• [Required work]:
Please print the lines from the line with "in [751, 225]." up to and including the line with "Query: blue sky", reproducing them exactly.

• [Object location annotation data]:
--------

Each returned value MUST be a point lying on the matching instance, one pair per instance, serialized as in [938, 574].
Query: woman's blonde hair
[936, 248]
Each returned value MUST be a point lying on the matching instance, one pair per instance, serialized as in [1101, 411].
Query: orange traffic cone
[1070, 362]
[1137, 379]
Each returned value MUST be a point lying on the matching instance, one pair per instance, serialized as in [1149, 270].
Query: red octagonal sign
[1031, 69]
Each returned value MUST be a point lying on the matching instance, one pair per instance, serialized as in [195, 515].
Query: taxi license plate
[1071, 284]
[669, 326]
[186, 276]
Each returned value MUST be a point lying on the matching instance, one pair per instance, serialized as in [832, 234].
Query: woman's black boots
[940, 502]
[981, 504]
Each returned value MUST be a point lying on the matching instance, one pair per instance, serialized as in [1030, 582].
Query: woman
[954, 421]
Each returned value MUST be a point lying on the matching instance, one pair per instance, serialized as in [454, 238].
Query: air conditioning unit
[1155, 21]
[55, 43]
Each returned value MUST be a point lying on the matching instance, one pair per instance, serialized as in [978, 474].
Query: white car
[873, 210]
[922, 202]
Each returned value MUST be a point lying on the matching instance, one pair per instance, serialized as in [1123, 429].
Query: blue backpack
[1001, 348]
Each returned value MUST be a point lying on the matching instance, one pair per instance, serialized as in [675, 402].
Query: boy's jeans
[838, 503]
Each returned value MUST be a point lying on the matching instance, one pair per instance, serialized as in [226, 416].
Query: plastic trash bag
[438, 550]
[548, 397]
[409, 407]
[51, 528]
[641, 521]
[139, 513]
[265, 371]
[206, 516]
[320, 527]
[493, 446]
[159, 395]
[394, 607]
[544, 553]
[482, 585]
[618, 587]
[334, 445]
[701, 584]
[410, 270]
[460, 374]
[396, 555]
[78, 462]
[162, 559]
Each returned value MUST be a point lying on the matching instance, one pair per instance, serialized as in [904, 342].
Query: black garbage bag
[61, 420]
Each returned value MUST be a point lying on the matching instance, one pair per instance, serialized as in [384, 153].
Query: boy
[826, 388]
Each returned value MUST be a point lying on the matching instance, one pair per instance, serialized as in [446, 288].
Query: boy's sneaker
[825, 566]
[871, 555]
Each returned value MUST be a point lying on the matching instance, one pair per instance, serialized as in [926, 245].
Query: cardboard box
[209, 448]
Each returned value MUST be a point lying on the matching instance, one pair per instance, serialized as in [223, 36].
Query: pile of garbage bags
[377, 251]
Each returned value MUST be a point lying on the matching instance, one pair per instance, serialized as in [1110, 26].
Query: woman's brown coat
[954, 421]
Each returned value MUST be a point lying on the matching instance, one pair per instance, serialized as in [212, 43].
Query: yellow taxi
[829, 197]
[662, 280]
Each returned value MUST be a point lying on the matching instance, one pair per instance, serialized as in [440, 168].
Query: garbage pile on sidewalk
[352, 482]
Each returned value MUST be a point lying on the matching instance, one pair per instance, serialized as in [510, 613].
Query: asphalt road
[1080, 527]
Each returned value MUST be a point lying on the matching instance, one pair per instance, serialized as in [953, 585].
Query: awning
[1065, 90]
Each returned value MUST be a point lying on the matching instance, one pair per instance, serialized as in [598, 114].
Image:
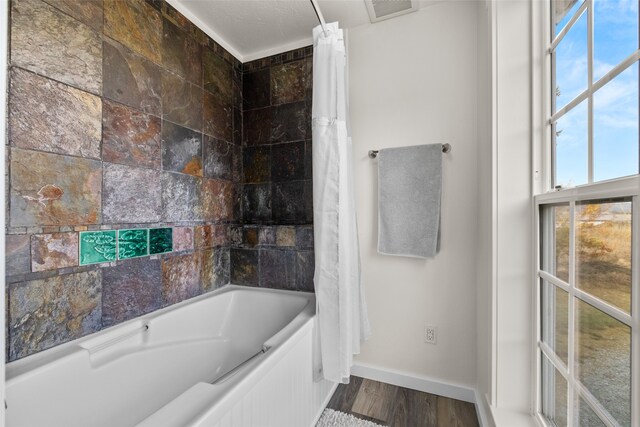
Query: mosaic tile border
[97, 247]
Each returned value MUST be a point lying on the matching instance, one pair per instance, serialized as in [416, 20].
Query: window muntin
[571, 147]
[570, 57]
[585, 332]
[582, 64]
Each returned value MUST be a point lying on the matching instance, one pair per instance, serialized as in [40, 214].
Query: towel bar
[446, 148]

--------

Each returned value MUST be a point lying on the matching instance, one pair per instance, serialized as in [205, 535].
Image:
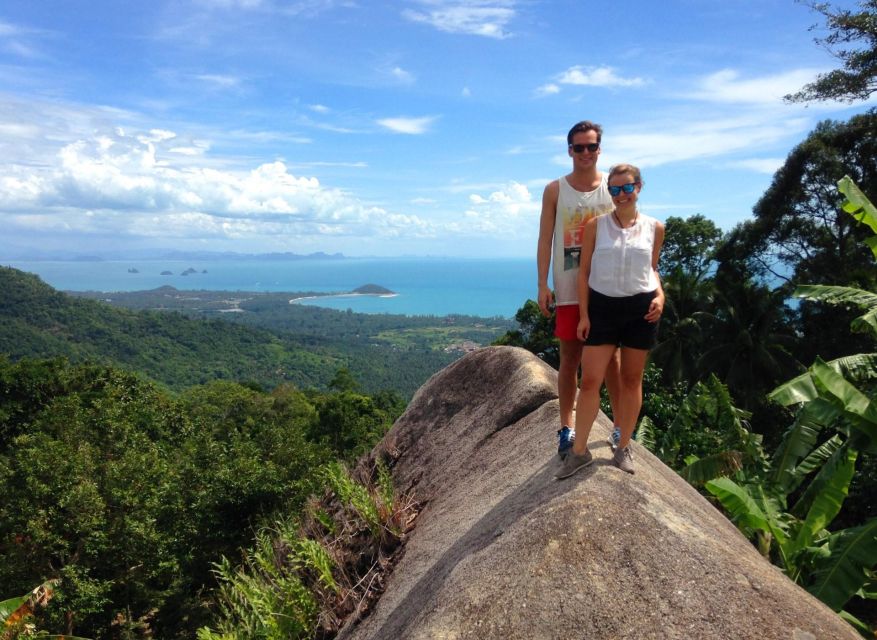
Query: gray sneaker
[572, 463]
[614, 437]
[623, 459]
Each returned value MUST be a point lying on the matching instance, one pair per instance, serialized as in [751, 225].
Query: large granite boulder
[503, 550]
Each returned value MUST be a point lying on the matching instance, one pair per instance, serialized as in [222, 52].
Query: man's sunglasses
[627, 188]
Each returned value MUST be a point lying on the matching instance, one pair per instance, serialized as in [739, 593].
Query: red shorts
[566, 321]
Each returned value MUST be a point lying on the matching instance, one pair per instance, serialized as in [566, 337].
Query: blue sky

--------

• [Exercise answer]:
Each returned value MUST be a point lying on the matching instance, one pair per instance, serialized as in [751, 225].
Query: large granite boulder
[503, 550]
Each returned value MUST be a point lying on the matching instance, one pair per instance, serialized as in [222, 52].
Query: man's sunglasses
[627, 188]
Each returned value MUST be a point lying on the matching instance, one pair per instance, serialized as in [739, 593].
Query: red shorts
[566, 321]
Each returned value MUST be a point lying on the matching instance, one pair per instance, serialized as in [566, 337].
Query: blue sky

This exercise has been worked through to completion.